● **Document section**

"""

Schedule 8 Flashcards
(44 cards)
What is inflation?
The general rise in prices in an economy over time
What is the consumer price index?
Measures monthly changes in the prices of a range of goods and services and compares these changes to earlier periods, calculating the rate of inflation
What are the problems caused by inflation?
Increased costs as:
- workers often demand higher wages
- suppliers increase the cost of raw materials and components
- utilities such as electricity become more expensive
High repayments on loans:
- interest rates usually rise as the Bank of England uses the base rate (the interest rate set by the Bank of England for lending to other banks) as a tool to control inflation, making new and variable rate (interest rate that may be changed in response to economic conditions.
Consumers change spending habits
- deters consumers from making significant purchases
International competitiveness:
where domestic inflation rates are higher than those in other countries.
Uncertainty:
Occurs when businesses cannot predicted prices even in short term
What is the exchange rate?
The value of one currency expressed in terms of another
Why do exchange rates fluctuate?
- changing demand for a currency
- economic growth
- changes to interest rates
What is the impact on an exporting business of an increase in the value of the pound against other currencies (appreciation)?
Sales are likely to fall as products become more expensive when compared to overseas competitors, in order to remain competitive exporting businesses may need to lower prices and accept lower profit margins.
What is the impact on an importing business of an increase in the value of the pound against other currencies (appreciation)?

"""

● **Goals**
(a) Do these statements agree with the flashcards on inflation and exchange rates? (i) Inflation is defined as a general rise in prices in an economy over time. (ii) The consumer price index measures yearly changes in prices. (iii) A rise in the value of the pound is likely to make an exporting business's sales increase. For each, answer yes or no and quote the deciding words.
(b) Transcribe, character for character, the part of the flashcards on inflation and exchange rates that opens with the words containing "The general rise" and closes with "caused by inflation?".
The lines after this point come from a separate data source.

● **Records from a data source**

"""

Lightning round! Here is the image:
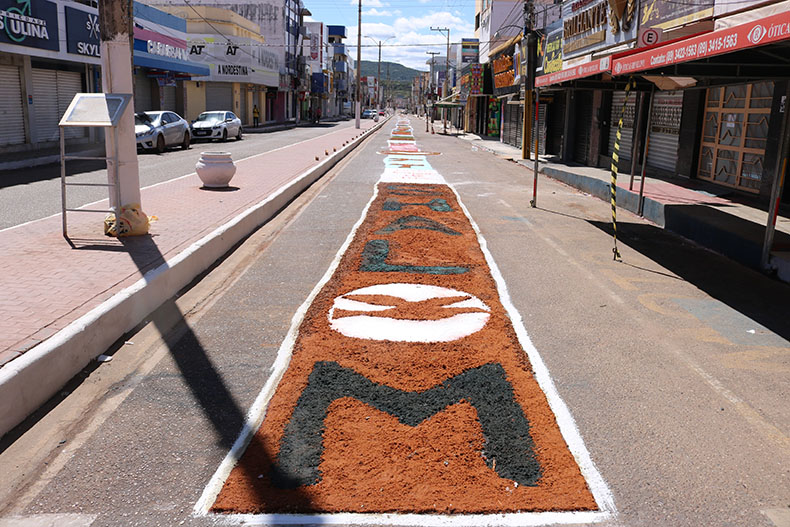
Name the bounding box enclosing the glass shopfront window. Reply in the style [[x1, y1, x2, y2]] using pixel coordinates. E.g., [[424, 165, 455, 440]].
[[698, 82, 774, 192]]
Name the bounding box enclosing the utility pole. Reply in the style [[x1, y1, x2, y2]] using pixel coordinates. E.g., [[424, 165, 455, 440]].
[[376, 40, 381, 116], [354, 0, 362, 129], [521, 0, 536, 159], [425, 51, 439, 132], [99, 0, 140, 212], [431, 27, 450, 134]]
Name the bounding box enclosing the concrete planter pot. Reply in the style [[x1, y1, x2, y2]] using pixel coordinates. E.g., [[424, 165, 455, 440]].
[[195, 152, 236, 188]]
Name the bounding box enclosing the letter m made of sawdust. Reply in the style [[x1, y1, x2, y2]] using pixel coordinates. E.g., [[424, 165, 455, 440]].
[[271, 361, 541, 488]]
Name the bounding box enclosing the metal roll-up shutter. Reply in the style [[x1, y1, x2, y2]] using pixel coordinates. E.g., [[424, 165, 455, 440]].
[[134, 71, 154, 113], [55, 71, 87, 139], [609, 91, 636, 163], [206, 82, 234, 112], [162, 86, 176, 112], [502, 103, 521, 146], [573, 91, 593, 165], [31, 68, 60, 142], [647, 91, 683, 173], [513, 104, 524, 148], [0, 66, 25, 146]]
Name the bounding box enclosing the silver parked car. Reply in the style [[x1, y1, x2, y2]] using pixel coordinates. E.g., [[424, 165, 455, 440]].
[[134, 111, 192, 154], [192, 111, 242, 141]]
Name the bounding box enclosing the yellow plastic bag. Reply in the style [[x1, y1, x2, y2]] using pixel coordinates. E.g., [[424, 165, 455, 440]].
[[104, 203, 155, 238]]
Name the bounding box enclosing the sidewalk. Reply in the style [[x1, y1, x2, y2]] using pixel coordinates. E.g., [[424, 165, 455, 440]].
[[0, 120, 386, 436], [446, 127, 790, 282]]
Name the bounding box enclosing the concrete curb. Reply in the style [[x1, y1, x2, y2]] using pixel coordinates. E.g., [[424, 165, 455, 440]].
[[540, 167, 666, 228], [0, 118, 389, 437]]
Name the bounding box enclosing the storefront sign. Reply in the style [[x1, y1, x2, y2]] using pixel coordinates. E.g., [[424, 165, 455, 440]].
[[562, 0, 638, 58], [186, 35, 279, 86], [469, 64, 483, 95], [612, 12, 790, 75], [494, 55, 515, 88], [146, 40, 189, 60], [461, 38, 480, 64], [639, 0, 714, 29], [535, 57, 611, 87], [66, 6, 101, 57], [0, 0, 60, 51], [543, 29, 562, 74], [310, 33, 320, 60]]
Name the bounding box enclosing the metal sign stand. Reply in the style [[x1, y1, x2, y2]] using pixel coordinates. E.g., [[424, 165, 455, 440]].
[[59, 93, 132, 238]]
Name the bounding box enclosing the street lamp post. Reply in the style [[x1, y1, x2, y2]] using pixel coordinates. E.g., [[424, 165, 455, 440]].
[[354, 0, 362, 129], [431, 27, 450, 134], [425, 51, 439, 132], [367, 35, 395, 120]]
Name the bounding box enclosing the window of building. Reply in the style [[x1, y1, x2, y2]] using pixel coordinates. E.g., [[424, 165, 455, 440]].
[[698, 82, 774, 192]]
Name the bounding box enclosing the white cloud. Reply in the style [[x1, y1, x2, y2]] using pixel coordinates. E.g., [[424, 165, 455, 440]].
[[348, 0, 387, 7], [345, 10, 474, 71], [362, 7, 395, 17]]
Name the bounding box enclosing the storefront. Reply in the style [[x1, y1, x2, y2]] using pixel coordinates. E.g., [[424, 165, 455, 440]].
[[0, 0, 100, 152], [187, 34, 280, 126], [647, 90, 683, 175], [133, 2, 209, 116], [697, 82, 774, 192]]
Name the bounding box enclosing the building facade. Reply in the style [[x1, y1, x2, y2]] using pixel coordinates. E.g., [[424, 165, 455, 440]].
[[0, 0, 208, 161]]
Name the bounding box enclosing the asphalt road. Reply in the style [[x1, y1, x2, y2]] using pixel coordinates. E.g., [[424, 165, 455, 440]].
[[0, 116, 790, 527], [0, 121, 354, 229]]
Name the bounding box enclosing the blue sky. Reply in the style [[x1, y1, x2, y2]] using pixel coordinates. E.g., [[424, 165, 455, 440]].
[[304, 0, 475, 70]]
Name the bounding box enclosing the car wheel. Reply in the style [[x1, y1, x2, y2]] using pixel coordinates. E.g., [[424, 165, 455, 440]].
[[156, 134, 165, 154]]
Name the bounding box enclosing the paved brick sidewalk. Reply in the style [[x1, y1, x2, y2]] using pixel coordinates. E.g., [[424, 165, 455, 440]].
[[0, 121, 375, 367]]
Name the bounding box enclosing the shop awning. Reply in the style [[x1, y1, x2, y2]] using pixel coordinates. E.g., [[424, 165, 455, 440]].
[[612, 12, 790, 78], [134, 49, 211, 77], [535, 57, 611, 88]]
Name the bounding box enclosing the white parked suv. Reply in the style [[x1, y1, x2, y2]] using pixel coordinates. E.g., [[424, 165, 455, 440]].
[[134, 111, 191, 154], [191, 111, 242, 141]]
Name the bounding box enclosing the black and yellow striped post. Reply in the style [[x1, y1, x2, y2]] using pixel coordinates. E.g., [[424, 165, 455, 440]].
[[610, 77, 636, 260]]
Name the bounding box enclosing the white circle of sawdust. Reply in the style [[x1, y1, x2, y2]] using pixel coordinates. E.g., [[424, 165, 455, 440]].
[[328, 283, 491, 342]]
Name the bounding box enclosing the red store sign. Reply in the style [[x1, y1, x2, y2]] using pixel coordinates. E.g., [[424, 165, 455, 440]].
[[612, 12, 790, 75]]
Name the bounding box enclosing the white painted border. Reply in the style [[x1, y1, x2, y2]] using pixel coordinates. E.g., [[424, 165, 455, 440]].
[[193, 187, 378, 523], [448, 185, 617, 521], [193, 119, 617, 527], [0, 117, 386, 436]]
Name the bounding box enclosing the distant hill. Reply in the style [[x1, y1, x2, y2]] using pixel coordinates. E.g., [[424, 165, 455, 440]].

"""

● **Replies**
(a)
(i) Yes: "The general rise in prices in an economy over time"
(ii) No: "Measures monthly changes in the prices of a range of goods and services"
(iii) No: "Sales are likely to fall as products become more expensive when compared to overseas competitors"

(b)
The general rise in prices in an economy over time
What is the consumer price index?
Measures monthly changes in the prices of a range of goods and services and compares these changes to earlier periods, calculating the rate of inflation
What are the problems caused by inflation?